→ **Written exercise**
Reproduce every one of the following records word for word, changing nothing.

(Dataset excerpt)
==*==
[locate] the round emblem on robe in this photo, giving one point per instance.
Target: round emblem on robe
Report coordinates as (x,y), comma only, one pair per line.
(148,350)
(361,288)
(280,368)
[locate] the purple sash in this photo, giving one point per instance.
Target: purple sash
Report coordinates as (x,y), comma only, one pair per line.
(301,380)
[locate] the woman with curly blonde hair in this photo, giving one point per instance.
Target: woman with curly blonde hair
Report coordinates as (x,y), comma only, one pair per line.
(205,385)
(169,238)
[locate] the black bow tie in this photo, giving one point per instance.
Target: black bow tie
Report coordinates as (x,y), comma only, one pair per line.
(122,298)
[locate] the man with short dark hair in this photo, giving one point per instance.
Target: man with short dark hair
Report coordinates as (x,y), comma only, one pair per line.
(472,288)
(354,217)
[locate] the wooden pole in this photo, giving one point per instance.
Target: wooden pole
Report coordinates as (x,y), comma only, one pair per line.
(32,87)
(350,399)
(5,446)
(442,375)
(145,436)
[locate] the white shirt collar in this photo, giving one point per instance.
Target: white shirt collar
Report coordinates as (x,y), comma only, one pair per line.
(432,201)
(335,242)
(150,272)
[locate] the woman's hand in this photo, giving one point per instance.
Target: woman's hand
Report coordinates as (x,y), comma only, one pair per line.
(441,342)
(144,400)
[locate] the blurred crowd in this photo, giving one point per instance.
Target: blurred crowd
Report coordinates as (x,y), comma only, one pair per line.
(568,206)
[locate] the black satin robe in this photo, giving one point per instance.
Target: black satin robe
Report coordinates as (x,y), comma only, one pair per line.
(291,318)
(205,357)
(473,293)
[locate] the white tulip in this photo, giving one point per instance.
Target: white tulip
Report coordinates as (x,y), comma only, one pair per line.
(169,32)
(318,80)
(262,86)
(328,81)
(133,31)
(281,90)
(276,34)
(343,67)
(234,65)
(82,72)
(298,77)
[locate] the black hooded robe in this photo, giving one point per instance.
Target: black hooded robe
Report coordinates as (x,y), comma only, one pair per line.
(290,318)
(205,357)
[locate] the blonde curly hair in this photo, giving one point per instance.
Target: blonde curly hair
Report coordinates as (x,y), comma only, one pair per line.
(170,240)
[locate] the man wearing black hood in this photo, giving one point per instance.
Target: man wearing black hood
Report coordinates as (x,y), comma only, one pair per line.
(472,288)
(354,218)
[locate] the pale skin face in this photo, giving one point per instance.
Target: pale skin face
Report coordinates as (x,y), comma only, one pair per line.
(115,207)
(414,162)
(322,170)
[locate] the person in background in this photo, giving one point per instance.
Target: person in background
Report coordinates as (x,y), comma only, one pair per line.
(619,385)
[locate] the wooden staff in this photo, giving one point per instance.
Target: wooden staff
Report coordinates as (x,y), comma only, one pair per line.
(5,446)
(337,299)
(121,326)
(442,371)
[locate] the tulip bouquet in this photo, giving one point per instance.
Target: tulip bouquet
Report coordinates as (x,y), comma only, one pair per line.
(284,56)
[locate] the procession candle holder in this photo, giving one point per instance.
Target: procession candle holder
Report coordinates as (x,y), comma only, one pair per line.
==*==
→ **Output below**
[locate] the round emblem on robe in this photo, giving one point per instance.
Target: round emblem on robe
Report coordinates as (x,y), comma only, one pair per line.
(148,350)
(361,288)
(280,368)
[locate] the purple sash in this photo, giving one point per instance.
Target: purple sash
Report coordinates as (x,y), comma only, one pair per line.
(301,380)
[locate] the woman with curly blonde hair in this photo, giving one point per instance.
Target: woman with curly blonde hair
Report coordinates as (x,y), comma only, one pair per line.
(205,385)
(169,238)
[locate] the black bow tie in this photo, giving one point per instance.
Target: black bow tie
Report coordinates as (x,y), comma only, one pair per line.
(122,298)
[locate] the man with short dark hair in this photo, giving one point per instance.
Target: man with short dark hair
Report coordinates as (x,y), comma only, one pair per line.
(472,288)
(354,217)
[locate] the wooden pole in this photo, giving one point per instance.
Target: wooden pole
Report coordinates as (x,y), comma only, one pair per line.
(32,87)
(350,399)
(5,446)
(442,375)
(145,436)
[locate] the white shirt collar in this photo, giving one point per instance.
Target: white shirt collar
Report coordinates as (x,y), comma only, one pair per line.
(432,201)
(335,242)
(150,272)
[locate] the woman's hand in this photo, giving one point per instance.
Target: woman's hand
Report coordinates as (x,y), comma only, one pair per line.
(441,342)
(144,400)
[locate] the blurred crowd in this photo, giving one point per instance.
Target: blurred crowd
Report coordinates as (x,y), comma only, one pair per line.
(568,206)
[locate] the black satin robe in this photo, giving one point per instance.
Target: black satin robe
Report coordinates as (x,y), comma only, one pair per line.
(291,318)
(205,357)
(473,293)
[locate] the white tulip in this photo, giving one point per instance.
Target: white tulip
Report coordinates as (x,y), comma only, one pair per line.
(169,32)
(318,80)
(262,86)
(328,81)
(133,31)
(281,90)
(276,34)
(343,67)
(234,65)
(82,72)
(298,77)
[locate] the black hooded robe in this photo, giving one point per instance.
Target: black hooded robe
Report coordinates as (x,y), comma only, one pair per line.
(290,318)
(205,357)
[locate] the blonde curly hair in this photo, giving one point per instance.
Target: blonde curly hair
Report coordinates as (x,y), comma only, one pair per line.
(170,240)
[locate] the man wearing black hood in this photo, giving one point per instance.
Target: man wearing black hood
Report coordinates as (x,y), comma only, one pair per line.
(472,288)
(354,218)
[locate] the pale skin face in this photo, giving one point per instance.
Target: pale skin face
Report coordinates as (x,y), comma only, one pair per line.
(115,207)
(414,162)
(322,170)
[locate] the person in background in this photo, giving one point per instance.
Target: person in background
Report coordinates as (x,y), comma only, one pair per line.
(619,385)
[locate] the wooden staff in this photo, giving one point per instance.
Target: wooden staff
Report coordinates as (x,y), comma only, one pair per line.
(5,446)
(337,299)
(121,326)
(442,371)
[locate] the tulip bouquet in this photo, giving one point per instance.
Target: tulip bouquet
Report coordinates as (x,y), comma only, one pair per line.
(284,56)
[locate] the procession candle holder in this photo, giving one point per instance.
Target: procession candle holder
Report coordinates as (x,y), comma only, one pair per line.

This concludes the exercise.